## Tasks and exercises
a) Using only what the SWAD-Europe RDF API report says, explain in one to three sentences how its introduction contrasts the two kinds of RDF APIs.
b) Reproduce the stretch of the SWAD-Europe RDF API report from "Document started 2003-08-19, this" through "received less attention.", word for word.

## Excerpted passage

▬▬▬▬▬▬▬▬▬▬

SWAD-Europe Deliverable 7.3: Databases, Query, API, Interfaces Public release of reference implementation of an RDF API

Project name:
Semantic Web Advanced Development for Europe (SWAD-Europe)
Project Number:
IST-2001-34732
Workpackage name:
7: Databases, Query, API, Interfaces
Workpackage description:
http://www.w3.org/2001/sw/Europe/plan/workpackages/live/esw-wp-7.html
Deliverable title:
Public release of reference implementation of an RDF API which may build upon existing implementations. Open Source/free software.
URI:
http://www.w3.org/2001/sw/Europe/reports/rdf_api_impl/
Author:
Libby Miller
Abstract:
Public release of reference implementation of an RDF API which may build upon existing implementations. Open Source/free software.
Status:

Document started 2003-08-19, this version 2003-11-05 - completed report.


Introduction

There are two kinds of APIs in RDF: API access to an RDF graph, and API access to RDF queries. The former have been extensively documented and implemented; the latter have this far received less attention.

▬▬▬▬▬▬▬▬▬▬

## Data lines

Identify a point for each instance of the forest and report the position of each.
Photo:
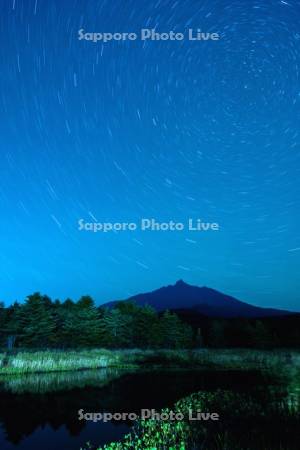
(40, 322)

▬▬▬▬▬▬▬▬▬▬

## Solved problems
a) The introduction names two kinds of RDF APIs: API access to an RDF graph and API access to RDF queries. The first kind has been extensively documented and implemented, while the second has so far received less attention.

b)
Document started 2003-08-19, this version 2003-11-05 - completed report.


Introduction

There are two kinds of APIs in RDF: API access to an RDF graph, and API access to RDF queries. The former have been extensively documented and implemented; the latter have this far received less attention.